Objective
Output all of the records exactly as written.

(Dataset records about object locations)

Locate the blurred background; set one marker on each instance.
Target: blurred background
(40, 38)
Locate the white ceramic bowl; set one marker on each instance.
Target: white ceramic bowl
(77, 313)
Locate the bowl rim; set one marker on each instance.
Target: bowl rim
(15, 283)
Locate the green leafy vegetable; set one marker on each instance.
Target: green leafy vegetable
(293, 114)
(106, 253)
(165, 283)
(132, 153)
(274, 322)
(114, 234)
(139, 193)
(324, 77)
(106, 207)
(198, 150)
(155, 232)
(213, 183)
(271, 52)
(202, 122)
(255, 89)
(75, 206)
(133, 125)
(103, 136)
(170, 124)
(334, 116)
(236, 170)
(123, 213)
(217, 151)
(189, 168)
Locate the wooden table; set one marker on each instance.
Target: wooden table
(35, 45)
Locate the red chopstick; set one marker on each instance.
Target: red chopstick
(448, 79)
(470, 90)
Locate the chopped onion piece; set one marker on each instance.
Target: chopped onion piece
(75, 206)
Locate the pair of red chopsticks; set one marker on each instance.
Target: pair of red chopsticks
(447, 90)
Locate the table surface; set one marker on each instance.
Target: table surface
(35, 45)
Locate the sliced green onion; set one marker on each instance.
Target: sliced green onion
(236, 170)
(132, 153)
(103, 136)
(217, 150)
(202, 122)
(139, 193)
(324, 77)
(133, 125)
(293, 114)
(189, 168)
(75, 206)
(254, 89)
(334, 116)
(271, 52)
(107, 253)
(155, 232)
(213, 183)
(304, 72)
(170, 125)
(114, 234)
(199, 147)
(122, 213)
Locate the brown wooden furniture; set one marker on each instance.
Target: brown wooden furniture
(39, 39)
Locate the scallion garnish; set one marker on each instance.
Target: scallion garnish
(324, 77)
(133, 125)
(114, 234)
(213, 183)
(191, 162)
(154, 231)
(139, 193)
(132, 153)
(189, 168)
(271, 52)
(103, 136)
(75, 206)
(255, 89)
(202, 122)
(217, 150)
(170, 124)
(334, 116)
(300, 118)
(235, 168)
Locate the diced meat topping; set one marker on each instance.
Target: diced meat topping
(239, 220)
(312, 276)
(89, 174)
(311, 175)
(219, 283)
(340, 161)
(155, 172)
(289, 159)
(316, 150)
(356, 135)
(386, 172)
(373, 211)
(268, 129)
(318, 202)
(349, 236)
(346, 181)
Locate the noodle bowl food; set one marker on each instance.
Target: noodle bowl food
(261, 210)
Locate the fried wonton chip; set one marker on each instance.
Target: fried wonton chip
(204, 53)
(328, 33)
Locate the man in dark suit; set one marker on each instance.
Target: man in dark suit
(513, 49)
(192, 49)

Written answer
Locate the blurred background; set one marker on each instance.
Target: blurred background
(40, 38)
Locate the white ceramic bowl; set one marker on each instance.
Target: white ceramic bowl
(77, 313)
Locate the bowl rim; set one marker on each instance.
Target: bowl rim
(15, 283)
Locate the green leafy vegetable; set one marker on each instance.
Target: green leafy vegetable
(293, 114)
(106, 253)
(165, 283)
(132, 153)
(274, 322)
(114, 234)
(139, 193)
(324, 77)
(106, 207)
(198, 150)
(155, 232)
(213, 183)
(271, 52)
(202, 122)
(255, 89)
(75, 206)
(133, 125)
(103, 136)
(170, 124)
(334, 116)
(236, 170)
(123, 213)
(217, 151)
(189, 168)
Locate the wooden table; set one marker on each instance.
Target: wooden table
(35, 45)
Locate the red chopstick; set one marker on each instance.
Target: red chopstick
(448, 79)
(470, 90)
Locate the chopped onion piece; set one marker on each instance.
Target: chopped onion piece
(75, 206)
Locate the pair of red chopsticks; set one marker on each instance.
Target: pair of red chopsticks
(447, 90)
Locate the table surface; set one marker on each instance.
Target: table surface
(35, 45)
Locate the sliced green onion; set one marker on each instance.
Target: sliced green onion
(236, 170)
(132, 153)
(103, 136)
(217, 150)
(202, 122)
(139, 193)
(324, 77)
(133, 125)
(293, 114)
(189, 168)
(75, 206)
(254, 89)
(334, 116)
(271, 52)
(107, 253)
(155, 232)
(213, 183)
(304, 72)
(170, 125)
(114, 234)
(199, 147)
(122, 213)
Locate the brown wooden furniture; set one marker on each instance.
Target: brown wooden furniture
(39, 39)
Locate the scallion garnish; set one marker on each instance.
Target: scallion garnish
(324, 77)
(133, 125)
(114, 234)
(213, 183)
(191, 162)
(154, 231)
(139, 193)
(132, 153)
(189, 168)
(271, 52)
(103, 136)
(75, 206)
(255, 89)
(202, 122)
(217, 150)
(170, 124)
(334, 116)
(300, 118)
(235, 168)
Locate the diced meat topping; set one marker on each instance.
Target: diced meat topping
(239, 220)
(312, 276)
(89, 174)
(311, 175)
(219, 283)
(340, 161)
(155, 172)
(289, 159)
(316, 150)
(356, 135)
(386, 172)
(373, 211)
(268, 129)
(318, 202)
(349, 236)
(346, 181)
Locate the noodle bowl food; set one marker on each instance.
Target: noodle bowl food
(261, 210)
Locate the fried wonton chip; set one marker on each instance.
Target: fried wonton chip
(204, 53)
(328, 33)
Locate the man in dark suit; set one marker on each instance.
Target: man in dark suit
(513, 49)
(192, 49)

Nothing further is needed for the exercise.